» **Passage shown**:
== == ==
Relevant Statutory Provisions

[41]                        Sections 3, 7 and 44 of the Canadian Human Rights Act, supra, state in part:










3. (1) For all purposes of this Act, the prohibited grounds of discrimination are race, national or ethnic origin, colour, religion, age, sex, sexual orientation, marital status, family status, disability and conviction for which a pardon has been granted.

(2) Where the ground of discrimination is pregnancy or child-birth, the discrimination shall be deemed to be on the ground of sex.

7. It is a discriminatory practice, directly or indirectly,

(a) to refuse to employ or continue to employ any individual, or

(b) in the course of employment, to differentiate adversely in relation to an employee,

on a prohibited ground of discrimination.

44. (1) An investigator shall, as soon as possible after the conclusion of an investigation, submit to the Commission a report of the findings of the investigation.

(2) If, on receipt of a report referred to in subsection (1), the Commission is satisfied

(a) that the complainant ought to exhaust grievance or review procedures otherwise reasonably available, or

(b) that the complaint could more appropriately be dealt with, initially or completely, by means of a procedure provided for under an Act of Parliament other than this Act,

it shall refer the complainant to the appropriate authority.

(3) On receipt of a report referred to in subsection (1), the Commission

(a) may request the Chairperson of the Tribunal to institute an inquiry under section 49 into the complaint to which the report relates if the Commission is satisfied

(i) that, having regard to all the circumstances of the complaint, an inquiry into the complaint is warranted, and

(ii) that the complaint to which the report relates should not be referred pursuant to subsection (2) or dismissed on any ground mentioned in paragraphs 41(c) to (e); or

(b) shall dismiss the complaint to which the report relates if it is satisfied

(i) that, having regard to all the circumstances of the complaint, an inquiry into the complaint is not warranted, or

(ii) that the complaint should be dismissed on any ground mentioned in paragraphs 41(c) to (e).
== == ==
» **Supplied material**:
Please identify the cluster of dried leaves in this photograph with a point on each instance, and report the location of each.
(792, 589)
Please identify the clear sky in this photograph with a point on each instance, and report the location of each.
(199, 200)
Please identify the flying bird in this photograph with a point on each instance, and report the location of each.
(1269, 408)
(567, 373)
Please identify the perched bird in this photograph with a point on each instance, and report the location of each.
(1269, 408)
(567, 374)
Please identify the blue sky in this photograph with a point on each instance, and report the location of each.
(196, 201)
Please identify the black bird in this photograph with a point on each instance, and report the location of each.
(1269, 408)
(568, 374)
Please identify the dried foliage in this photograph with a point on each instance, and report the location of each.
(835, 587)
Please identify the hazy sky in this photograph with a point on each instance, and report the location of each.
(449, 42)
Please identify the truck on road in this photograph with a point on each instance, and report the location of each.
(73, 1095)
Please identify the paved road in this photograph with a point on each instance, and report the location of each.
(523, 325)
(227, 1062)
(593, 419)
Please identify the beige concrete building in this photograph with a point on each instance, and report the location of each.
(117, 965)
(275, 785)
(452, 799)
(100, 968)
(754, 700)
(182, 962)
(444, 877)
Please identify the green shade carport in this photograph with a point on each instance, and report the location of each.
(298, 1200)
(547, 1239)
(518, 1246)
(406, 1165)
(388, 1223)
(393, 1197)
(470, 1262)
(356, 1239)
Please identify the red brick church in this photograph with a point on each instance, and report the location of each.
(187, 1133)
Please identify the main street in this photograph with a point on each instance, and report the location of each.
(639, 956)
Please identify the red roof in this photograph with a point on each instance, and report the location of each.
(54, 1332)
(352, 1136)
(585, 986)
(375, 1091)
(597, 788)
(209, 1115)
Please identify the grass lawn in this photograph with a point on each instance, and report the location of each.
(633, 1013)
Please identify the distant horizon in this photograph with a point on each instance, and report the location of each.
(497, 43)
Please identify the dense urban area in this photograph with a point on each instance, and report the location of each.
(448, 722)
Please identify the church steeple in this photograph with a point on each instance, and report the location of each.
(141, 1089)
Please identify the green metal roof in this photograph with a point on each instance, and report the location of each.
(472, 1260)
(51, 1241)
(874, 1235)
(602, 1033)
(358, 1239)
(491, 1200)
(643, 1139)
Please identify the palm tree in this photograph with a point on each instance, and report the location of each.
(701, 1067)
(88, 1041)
== == ==
» **Written task**:
Carry on the quoted Canadian Human Rights Act provisions from the end of section 44(3)(b)(ii).

» **Result**:
(4) After receipt of a report referred to in subsection (1), the Commission

(a) shall notify in writing the complainant and the person against whom the complaint was made of its action under subsection (2) or (3); and

(b) may, in such manner as it sees fit, notify any other person whom it considers necessary to notify of its action under subsection (2) or (3).

3. (1) Pour l'application de la présente loi, les motifs de distinction illicite sont ceux qui sont fondés sur la race, l'origine nationale ou ethnique, la couleur, la religion, l'âge, le sexe, l'orientation sexuelle, l'état matrimonial, la situation de famille, l'état de personne graciée ou la déficience.

(2) Une distinction fondée sur la grossesse ou l'accouchement est réputée être fondée sur le sexe.

7. Constitue un acte discriminatoire, s'il est fondé sur un motif de distinction illicite, le fait, par des moyens directs ou indirects:

a) de refuser d'employer ou de continuer d'employer un individu;

b) de le défavoriser en cours d'emploi.

44. (1) L'enquêteur présente son rapport à la Commission le plus tôt possible après la fin de l'enquête.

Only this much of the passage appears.